--- START OF RECORDS SHOWN ---

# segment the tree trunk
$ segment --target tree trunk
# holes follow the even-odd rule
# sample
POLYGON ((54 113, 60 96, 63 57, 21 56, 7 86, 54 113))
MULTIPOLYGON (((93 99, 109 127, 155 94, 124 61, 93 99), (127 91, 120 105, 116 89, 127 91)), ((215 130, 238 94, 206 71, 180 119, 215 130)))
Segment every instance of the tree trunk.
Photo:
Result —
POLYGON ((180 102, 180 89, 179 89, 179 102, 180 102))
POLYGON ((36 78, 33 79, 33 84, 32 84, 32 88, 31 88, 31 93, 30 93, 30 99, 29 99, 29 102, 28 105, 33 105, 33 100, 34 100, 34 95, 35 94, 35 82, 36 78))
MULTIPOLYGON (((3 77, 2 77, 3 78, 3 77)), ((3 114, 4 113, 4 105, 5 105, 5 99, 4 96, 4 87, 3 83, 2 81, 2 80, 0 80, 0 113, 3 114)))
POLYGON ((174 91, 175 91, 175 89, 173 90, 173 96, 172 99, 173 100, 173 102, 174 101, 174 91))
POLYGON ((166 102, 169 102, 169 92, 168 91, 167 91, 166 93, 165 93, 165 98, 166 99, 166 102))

--- END OF RECORDS SHOWN ---
--- START OF RECORDS SHOWN ---

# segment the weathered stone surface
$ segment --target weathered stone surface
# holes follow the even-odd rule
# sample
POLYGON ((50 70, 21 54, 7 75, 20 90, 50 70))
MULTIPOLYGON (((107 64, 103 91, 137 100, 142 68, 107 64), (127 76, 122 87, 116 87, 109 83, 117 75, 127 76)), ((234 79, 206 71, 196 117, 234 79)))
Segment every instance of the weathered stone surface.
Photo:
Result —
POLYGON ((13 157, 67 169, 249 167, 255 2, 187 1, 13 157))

--- END OF RECORDS SHOWN ---
--- START OF RECORDS SHOWN ---

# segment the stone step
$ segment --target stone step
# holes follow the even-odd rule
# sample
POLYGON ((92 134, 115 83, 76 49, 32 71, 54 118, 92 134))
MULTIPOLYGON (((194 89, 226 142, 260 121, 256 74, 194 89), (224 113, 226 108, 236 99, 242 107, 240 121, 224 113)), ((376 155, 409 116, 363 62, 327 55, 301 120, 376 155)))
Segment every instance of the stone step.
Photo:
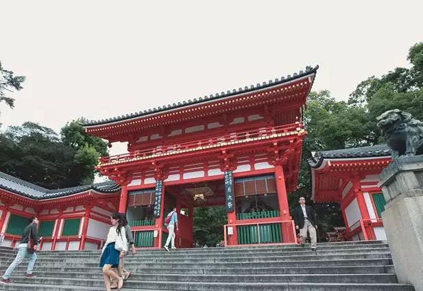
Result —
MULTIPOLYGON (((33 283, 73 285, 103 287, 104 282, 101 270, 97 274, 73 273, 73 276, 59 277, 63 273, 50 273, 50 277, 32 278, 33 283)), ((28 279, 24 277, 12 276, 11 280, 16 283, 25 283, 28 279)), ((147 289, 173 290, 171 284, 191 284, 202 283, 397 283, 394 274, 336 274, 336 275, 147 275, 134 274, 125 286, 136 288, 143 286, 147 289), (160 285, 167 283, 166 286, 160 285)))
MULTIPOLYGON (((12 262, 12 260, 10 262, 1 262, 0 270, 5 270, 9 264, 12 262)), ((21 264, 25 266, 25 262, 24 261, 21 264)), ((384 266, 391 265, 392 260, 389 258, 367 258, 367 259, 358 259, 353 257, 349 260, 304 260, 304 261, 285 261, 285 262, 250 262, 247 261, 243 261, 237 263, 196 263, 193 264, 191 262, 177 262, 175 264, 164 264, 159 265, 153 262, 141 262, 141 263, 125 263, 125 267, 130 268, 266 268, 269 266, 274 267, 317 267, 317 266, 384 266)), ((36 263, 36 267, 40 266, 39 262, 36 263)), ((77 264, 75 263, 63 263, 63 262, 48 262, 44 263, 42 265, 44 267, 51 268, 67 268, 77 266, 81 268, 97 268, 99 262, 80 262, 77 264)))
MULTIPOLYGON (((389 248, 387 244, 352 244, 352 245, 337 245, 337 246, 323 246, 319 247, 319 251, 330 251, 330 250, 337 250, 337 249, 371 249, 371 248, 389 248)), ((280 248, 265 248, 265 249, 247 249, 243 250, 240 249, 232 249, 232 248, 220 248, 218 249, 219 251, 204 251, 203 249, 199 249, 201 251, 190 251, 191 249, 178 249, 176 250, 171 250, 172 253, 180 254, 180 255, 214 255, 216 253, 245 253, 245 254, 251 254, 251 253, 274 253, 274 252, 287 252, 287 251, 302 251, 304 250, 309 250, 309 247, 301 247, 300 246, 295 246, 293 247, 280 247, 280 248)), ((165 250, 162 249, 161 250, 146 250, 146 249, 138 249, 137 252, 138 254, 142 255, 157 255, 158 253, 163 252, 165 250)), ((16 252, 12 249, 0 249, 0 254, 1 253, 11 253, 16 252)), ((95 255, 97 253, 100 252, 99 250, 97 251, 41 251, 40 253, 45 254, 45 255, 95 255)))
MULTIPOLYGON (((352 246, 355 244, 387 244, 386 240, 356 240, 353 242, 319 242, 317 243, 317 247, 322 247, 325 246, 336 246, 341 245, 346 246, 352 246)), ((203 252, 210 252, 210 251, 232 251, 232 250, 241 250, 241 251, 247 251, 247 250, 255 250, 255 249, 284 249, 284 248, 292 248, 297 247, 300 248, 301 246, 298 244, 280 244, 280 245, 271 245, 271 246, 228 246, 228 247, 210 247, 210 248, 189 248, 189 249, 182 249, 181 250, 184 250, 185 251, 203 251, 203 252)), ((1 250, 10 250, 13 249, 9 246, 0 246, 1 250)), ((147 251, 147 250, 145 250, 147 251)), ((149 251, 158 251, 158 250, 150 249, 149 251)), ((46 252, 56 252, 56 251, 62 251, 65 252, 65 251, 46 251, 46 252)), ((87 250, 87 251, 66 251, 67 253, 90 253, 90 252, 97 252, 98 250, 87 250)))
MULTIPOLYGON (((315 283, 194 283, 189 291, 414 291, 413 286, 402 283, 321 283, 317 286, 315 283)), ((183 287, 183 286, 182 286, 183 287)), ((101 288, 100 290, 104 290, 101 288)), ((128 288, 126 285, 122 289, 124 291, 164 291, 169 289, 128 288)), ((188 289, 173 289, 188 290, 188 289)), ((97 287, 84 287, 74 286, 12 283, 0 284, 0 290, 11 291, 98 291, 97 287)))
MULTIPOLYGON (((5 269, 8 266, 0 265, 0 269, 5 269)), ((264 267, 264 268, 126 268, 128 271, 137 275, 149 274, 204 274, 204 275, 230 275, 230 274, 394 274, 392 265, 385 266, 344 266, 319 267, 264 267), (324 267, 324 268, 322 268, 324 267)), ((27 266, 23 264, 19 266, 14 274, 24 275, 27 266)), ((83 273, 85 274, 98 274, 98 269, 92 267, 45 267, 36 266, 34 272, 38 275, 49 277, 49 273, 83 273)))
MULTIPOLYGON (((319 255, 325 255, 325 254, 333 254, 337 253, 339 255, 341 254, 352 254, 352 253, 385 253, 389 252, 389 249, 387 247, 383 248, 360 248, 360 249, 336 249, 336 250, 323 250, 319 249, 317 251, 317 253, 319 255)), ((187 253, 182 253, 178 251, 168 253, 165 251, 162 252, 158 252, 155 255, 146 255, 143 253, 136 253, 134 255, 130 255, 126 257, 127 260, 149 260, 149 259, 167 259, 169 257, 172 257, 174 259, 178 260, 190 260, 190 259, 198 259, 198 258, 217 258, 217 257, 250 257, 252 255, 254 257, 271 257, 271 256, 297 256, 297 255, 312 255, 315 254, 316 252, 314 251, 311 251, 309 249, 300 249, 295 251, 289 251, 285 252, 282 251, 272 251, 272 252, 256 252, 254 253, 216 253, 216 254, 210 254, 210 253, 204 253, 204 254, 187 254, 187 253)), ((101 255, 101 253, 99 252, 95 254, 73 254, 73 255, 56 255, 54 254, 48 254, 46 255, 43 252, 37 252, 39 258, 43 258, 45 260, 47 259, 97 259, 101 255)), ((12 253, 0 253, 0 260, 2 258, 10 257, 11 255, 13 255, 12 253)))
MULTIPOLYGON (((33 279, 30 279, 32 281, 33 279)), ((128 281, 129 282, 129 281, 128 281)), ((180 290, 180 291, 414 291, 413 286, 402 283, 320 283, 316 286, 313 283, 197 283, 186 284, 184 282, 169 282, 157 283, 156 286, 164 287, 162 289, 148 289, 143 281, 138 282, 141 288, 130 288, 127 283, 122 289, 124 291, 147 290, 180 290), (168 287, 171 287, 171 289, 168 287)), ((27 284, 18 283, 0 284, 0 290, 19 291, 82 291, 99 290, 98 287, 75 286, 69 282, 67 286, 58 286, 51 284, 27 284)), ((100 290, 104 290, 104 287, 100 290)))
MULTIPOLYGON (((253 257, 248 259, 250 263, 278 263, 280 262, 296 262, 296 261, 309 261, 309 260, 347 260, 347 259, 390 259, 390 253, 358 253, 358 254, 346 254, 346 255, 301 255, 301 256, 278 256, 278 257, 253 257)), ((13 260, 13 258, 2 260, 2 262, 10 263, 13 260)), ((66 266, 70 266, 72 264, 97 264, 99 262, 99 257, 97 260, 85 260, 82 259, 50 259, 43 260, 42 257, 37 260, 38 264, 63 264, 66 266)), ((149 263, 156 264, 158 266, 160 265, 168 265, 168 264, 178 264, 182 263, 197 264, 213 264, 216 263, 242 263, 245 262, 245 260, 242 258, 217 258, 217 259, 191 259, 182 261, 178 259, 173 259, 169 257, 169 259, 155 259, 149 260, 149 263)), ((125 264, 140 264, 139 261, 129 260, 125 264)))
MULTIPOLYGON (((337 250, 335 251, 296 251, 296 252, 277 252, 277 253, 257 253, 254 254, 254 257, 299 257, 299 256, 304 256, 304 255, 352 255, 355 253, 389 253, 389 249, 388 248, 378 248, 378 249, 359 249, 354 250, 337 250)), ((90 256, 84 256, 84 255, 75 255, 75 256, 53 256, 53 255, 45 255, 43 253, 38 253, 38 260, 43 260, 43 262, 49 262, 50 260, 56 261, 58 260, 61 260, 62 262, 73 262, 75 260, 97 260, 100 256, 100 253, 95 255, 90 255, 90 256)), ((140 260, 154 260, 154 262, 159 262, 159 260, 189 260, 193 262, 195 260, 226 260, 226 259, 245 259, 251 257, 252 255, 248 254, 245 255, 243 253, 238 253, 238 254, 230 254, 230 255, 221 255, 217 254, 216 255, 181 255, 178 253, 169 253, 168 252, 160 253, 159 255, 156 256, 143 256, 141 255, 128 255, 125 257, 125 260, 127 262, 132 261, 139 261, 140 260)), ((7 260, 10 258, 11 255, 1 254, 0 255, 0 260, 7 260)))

--- END OF RECORDS SHOWN ---

= EXERCISE AIM =
Copy out the lines from the one containing "# segment the stone step" through the one containing "MULTIPOLYGON (((194 89, 226", inclusive, with no changes.

= EXPECTED ANSWER =
# segment the stone step
$ segment --target stone step
# holes follow the even-odd rule
# sample
POLYGON ((92 134, 115 83, 76 49, 32 71, 54 118, 92 134))
MULTIPOLYGON (((194 89, 226 142, 260 121, 256 74, 194 89), (224 113, 226 108, 236 99, 242 107, 240 121, 224 113)), ((376 155, 409 116, 363 62, 327 55, 301 120, 376 155)))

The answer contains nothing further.